Los humanos se retiran a sus madrigueras. El único dueño de las ciudades es el Covid, la bestia invisible que salta de persona en persona, el monstruo que se esconde y ataca a la especie desde adentro. Los humanos se retiran, y vuelven los peces y los cisnes a Venecia, la polución baja, el planeta (dicen) respira. Alguien filma a un jabalí corriendo por Barcelona vacía de noche. El Instagram de una actriz vegana me interpela: “¿Y si el virus somos nosotros?”.
Los virus se reproducen, pero no comen, no respiran, no excretan. Un virus asiático nos vuelve a todos hikikomoris, los ermitaños modernos de Japón, precursores de los incels. Es un virus de extrañamiento: por primera vez podemos ver de cerca la osamenta que recubre nuestro sistema de vida. Eramos hámsters y cuando nos sacaron la ruedita, la economía se derrumbó. El mercado no puede imaginar una jaulita vacía. Un mundo sin cuerpos humanos, hecho de vacío y silencio.

....

*TAREA A*:
En el texto sobre el Covid, ¿qué animal filma alguien corriendo de noche por Barcelona vacía?
*TAREA B*:
Reproduzca sin cambios el fragmento del texto sobre el Covid que se abre con las palabras que contienen "Los virus se" y se cierra con "vacío y silencio.".
Los ítems no guardan ninguna relación con este texto.

....

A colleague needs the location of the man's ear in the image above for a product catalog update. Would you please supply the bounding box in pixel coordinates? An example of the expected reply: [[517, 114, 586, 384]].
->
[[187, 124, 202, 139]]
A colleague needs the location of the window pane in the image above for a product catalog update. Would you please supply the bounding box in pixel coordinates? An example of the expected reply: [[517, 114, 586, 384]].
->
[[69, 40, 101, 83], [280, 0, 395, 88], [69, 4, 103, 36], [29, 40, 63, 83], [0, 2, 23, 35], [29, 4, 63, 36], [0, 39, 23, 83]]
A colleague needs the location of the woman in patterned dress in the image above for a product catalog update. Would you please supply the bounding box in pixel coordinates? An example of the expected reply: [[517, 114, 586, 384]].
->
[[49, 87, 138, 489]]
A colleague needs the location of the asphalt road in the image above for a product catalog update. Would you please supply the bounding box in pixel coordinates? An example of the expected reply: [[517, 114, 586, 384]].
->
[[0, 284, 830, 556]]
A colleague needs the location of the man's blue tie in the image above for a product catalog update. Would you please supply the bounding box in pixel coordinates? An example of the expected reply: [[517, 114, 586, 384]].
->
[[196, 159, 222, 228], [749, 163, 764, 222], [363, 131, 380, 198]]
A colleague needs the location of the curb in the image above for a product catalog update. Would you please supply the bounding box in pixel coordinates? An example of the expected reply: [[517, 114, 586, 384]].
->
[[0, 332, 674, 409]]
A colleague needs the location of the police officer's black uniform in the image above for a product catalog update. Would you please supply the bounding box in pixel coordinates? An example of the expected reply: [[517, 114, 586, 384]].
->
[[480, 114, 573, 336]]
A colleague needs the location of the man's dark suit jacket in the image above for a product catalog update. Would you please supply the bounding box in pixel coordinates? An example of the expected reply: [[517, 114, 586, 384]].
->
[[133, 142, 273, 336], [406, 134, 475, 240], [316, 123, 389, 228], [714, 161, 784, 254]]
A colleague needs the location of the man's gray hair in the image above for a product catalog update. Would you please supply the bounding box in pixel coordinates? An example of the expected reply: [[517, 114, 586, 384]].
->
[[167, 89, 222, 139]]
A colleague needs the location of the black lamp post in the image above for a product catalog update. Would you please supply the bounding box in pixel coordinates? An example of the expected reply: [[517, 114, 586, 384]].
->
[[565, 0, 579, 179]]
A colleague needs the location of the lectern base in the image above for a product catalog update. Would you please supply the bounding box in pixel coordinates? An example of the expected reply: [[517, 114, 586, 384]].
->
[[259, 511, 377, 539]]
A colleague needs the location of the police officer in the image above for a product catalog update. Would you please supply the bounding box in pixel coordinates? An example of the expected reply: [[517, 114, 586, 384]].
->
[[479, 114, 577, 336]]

....

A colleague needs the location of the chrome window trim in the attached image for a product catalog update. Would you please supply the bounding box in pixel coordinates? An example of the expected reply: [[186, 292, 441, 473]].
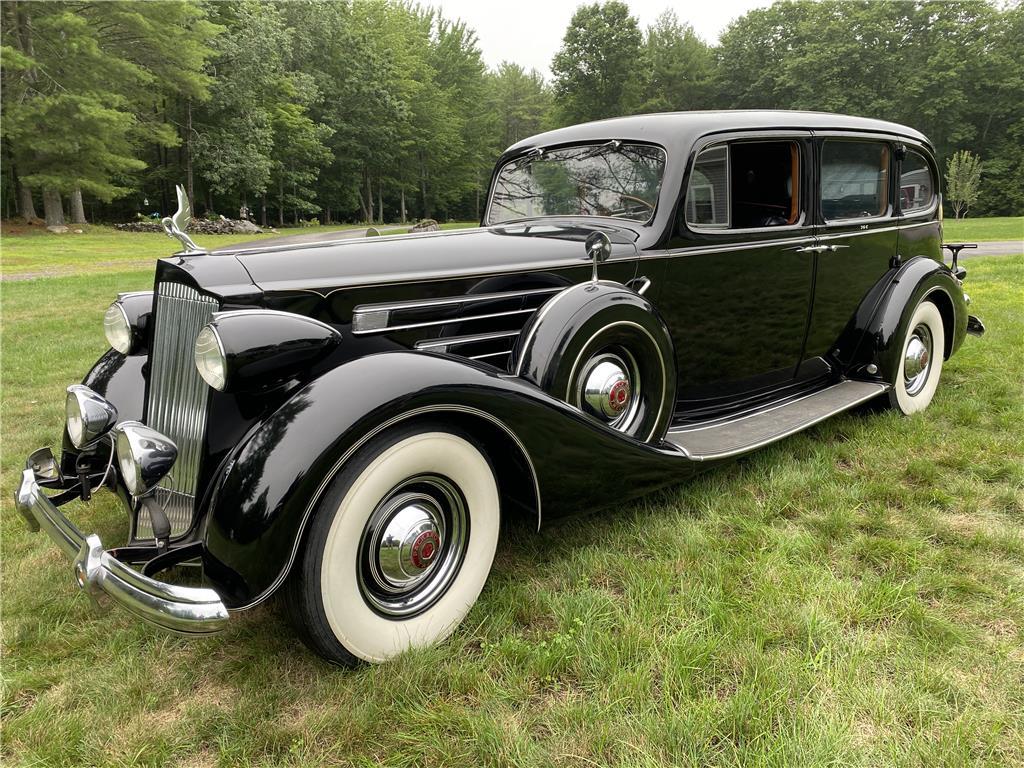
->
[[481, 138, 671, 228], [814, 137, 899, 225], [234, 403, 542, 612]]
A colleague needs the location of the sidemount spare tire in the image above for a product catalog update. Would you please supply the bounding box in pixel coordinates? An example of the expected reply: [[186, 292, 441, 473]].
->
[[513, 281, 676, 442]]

....

*RESPUESTA FINAL A*:
Un jabalí.

*RESPUESTA FINAL B*:
Los virus se reproducen, pero no comen, no respiran, no excretan. Un virus asiático nos vuelve a todos hikikomoris, los ermitaños modernos de Japón, precursores de los incels. Es un virus de extrañamiento: por primera vez podemos ver de cerca la osamenta que recubre nuestro sistema de vida. Eramos hámsters y cuando nos sacaron la ruedita, la economía se derrumbó. El mercado no puede imaginar una jaulita vacía. Un mundo sin cuerpos humanos, hecho de vacío y silencio.